■ EXERCISE BRIEF: State how many lines of the records below contain the word "every". Give only the number.

DATASET CONTENT start

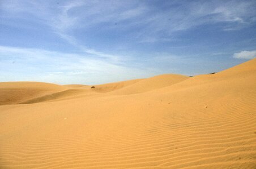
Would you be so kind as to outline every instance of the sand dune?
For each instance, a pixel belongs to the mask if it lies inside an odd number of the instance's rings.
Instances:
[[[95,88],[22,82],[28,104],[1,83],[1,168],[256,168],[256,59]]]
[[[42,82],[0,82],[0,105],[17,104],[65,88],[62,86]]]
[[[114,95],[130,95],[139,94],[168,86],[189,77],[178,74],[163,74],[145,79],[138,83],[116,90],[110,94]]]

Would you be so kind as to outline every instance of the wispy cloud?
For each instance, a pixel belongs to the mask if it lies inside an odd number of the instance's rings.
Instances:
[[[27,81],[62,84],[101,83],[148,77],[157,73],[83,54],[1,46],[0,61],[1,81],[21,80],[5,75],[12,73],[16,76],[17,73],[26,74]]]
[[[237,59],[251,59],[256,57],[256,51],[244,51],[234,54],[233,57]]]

DATASET CONTENT end
DATASET CONTENT start

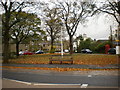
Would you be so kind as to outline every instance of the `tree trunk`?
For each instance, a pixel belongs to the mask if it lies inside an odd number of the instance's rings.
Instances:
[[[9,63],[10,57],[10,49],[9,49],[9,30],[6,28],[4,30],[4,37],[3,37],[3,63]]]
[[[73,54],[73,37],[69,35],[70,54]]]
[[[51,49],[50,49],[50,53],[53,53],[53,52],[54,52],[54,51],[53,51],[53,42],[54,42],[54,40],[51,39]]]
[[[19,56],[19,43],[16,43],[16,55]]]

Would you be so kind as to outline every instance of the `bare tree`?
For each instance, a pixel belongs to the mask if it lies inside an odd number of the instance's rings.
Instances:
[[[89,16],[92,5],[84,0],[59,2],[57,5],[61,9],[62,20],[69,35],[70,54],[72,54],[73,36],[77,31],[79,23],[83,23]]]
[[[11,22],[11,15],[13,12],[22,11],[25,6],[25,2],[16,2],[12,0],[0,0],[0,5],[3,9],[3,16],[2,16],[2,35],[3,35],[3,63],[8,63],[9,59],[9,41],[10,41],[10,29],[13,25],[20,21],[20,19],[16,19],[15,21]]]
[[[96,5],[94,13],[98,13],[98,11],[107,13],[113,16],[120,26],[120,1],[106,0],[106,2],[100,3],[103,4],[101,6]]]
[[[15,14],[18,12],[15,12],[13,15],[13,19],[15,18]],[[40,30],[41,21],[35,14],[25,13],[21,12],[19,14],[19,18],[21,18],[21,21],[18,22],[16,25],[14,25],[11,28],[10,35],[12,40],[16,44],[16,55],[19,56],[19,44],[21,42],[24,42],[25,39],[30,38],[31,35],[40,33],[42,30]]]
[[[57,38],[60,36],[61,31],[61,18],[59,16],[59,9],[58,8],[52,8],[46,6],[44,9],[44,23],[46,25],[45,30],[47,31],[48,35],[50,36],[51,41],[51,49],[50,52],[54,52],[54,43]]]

DATASET CONTENT end

■ ANSWER BELOW: 4